» **Page extract**
<<<<
He starts to stumble. I am trying to talk to him but he is unresponsive.

I’m not going to leave you in this park. I know it sucks, but we have to walk out of here.

Keith starts to stumble. He isn’t responding to me anymore. We stop, standing in the middle of the trail, nobody around. He is starting to hallucinate.

Do you see them? he asks me.

What are you talking about?

In the trees! There are dead things in the trees. He seems scared.

I sit him down, my feeling of desperation mounting, trying to figure out what to do. I run down the trail to see ahead. There is nothing. There is no one.

I get back to him and he tries to stand up, but almost immediately falls over. I catch him and help him regain balance. He looks me in the eyes, still not lucid.

Well, I guess this is it. It’s been really nice knowing you.

He tries to shake my hand, stumbles.

No way. This has got to be his twisted sense of humor shining through. I sit him down again. He starts to vomit. His skin is ghostly, pure white, and covered in a film of sweat. I turn him onto his side so he won’t choke.

Again, I am running down the trail, looking for help -- this time yelling.

There is an elderly couple walking. I take them back to him and send the old man to find more water. The woman stays by Keith, fanning him. I am holding his head up. He isn’t conscious but is continuing to dry heave. A man passes on horseback. Nobody speaks English.

I discuss the situation with the man on the horse in broken Spanish. We consider using the horse to get him to the exit but the trail is too rough and there is no saddle or other means to keep him from falling off.

The man rides off to find the Colombian equivalent of park rangers. I wait thirty minutes for him to come back. The old couple stays. We take turns fanning Keith, wiping him with a wet towel, holding his head.

The rangers finally arrive. There is still no way to get him down quickly. We decide to chop down a tree and fashion a makeshift stretcher. Two people will carry the log over their shoulders and Keith would be lying in a cloth attached at each end.

It works at first. We walk down towards the exit at a good clip. I can’t wait to tell Keith what I went through for him this time. There is an ambulance waiting.

Someone is periodically checking his pulse.

It isn’t there.

Crying next to the ambulance, I barely remember getting there. I can’t see anything. In this tiny roadside town with one bus stop, every local is out to see the commotion.

His body is laying on the dirt road, covered in a tarp. Police come to examine it. Somebody gives me sweet tea.

I am making phone calls to his Mom, Dad, siblings, girlfriend. A phone call to my own parents. I’m there for several hours before we finally ride in the ambulance back to Santa Marta, Keith’s body in the back.

gchat

I go to the police station to give an official report. It starts with me being searched for drugs. Still no English. I give the report by passing an iPhone back and forth, my very own 21st century translator.

The cops are fat, making jokes, corrupt. They search all of my things.
>>>>
» **Dataset excerpts**
<<<<
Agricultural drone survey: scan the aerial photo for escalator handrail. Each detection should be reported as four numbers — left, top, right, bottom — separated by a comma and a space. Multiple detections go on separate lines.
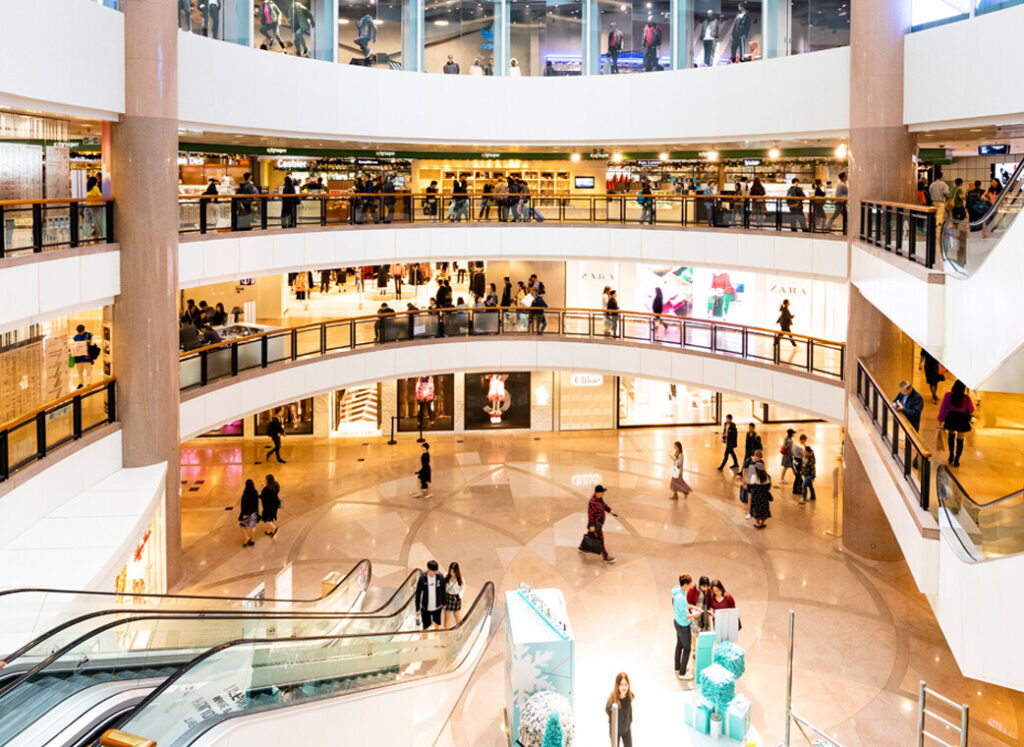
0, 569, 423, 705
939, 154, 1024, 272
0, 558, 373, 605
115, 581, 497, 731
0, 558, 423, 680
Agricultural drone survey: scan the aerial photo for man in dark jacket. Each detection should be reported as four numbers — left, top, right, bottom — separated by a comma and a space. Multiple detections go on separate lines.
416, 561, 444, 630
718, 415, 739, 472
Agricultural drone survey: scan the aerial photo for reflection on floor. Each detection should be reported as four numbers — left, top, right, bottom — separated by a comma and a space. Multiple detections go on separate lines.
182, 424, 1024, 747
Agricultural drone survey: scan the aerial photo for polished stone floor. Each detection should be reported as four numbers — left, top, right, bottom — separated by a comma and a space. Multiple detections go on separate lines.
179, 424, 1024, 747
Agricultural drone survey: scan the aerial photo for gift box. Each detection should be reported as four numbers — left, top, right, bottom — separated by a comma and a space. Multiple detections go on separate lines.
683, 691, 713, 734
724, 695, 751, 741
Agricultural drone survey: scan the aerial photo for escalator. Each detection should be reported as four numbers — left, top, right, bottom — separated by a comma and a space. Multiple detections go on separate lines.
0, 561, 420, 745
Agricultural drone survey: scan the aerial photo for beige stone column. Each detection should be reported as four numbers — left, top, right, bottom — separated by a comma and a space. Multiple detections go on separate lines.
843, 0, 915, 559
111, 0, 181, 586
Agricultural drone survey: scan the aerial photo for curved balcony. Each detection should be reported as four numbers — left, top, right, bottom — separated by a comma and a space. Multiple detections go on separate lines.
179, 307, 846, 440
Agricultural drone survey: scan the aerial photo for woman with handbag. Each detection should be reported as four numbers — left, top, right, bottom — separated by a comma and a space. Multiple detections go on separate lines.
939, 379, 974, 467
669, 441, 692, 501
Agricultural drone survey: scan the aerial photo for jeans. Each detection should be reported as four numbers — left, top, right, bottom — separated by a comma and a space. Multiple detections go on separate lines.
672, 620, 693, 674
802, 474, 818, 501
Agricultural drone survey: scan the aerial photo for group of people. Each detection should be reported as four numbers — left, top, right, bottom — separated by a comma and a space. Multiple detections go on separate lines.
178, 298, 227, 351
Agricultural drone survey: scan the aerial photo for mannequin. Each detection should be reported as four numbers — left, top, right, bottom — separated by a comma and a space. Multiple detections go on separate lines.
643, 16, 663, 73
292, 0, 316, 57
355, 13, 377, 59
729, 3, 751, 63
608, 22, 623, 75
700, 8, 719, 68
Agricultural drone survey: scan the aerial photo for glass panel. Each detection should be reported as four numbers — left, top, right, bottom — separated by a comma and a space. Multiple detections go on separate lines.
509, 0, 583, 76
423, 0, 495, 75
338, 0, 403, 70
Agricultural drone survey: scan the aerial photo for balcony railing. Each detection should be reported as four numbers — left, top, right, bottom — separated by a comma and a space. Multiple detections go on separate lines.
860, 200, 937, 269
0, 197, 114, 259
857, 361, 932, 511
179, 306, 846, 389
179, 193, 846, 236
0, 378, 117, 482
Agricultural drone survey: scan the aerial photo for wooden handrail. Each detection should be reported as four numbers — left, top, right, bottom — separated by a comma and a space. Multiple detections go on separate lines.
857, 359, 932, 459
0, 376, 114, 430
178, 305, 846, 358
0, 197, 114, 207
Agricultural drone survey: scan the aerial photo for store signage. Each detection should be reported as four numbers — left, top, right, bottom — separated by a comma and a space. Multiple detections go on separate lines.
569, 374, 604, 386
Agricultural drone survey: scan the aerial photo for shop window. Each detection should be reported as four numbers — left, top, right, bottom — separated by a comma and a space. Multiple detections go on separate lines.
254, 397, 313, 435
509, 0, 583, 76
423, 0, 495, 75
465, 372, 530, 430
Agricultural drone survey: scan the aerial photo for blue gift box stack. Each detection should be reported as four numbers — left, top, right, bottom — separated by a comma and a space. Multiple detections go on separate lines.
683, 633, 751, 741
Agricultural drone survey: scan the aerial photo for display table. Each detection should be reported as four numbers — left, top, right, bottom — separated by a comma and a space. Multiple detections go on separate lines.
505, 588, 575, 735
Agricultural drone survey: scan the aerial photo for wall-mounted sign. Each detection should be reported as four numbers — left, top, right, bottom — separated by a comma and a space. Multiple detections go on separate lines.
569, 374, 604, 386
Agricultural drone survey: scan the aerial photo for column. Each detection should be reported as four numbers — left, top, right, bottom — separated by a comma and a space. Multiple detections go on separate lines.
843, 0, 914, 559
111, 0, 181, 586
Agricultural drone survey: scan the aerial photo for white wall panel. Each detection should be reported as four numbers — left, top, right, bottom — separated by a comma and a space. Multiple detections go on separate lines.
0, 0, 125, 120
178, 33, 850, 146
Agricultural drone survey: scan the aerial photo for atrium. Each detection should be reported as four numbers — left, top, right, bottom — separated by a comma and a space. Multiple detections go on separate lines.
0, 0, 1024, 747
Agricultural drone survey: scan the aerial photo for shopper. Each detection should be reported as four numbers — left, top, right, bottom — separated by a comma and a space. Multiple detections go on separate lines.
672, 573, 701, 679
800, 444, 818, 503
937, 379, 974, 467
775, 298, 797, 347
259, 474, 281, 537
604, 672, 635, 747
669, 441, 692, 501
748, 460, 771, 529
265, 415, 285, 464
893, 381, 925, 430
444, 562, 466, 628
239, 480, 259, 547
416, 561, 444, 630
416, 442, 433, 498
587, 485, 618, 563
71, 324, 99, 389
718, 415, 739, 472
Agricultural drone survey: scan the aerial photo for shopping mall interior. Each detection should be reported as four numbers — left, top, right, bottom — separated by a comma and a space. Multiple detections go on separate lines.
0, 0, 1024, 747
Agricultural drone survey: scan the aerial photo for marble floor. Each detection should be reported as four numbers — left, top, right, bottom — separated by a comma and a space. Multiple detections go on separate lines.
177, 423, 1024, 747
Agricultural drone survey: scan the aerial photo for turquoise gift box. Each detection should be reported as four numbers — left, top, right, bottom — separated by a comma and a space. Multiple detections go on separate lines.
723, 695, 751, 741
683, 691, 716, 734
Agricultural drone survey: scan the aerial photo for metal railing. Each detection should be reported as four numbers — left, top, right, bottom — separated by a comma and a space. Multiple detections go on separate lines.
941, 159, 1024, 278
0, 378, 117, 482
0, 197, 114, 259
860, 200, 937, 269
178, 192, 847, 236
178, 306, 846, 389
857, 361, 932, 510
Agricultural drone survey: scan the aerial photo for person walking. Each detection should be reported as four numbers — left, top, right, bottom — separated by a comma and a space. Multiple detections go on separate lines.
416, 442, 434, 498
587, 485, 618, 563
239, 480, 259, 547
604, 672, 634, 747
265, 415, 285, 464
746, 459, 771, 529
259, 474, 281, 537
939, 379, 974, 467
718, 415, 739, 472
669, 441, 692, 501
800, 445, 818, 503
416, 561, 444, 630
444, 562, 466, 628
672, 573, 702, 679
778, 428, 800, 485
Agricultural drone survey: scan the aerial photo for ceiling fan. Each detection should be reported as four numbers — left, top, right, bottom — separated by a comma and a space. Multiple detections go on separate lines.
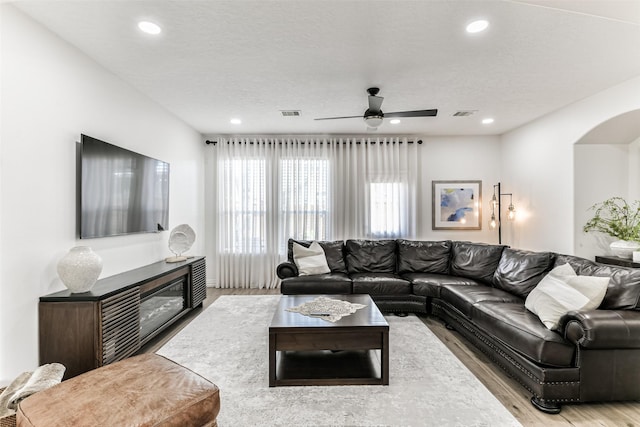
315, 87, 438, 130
>>>>
» **Task to carry out**
List everyone the narrator phones after Keith's death, according to the account. The entries play no role in the work on the account.

» **Task solution**
- Keith's Mom
- Keith's Dad
- Keith's siblings
- Keith's girlfriend
- The narrator's own parents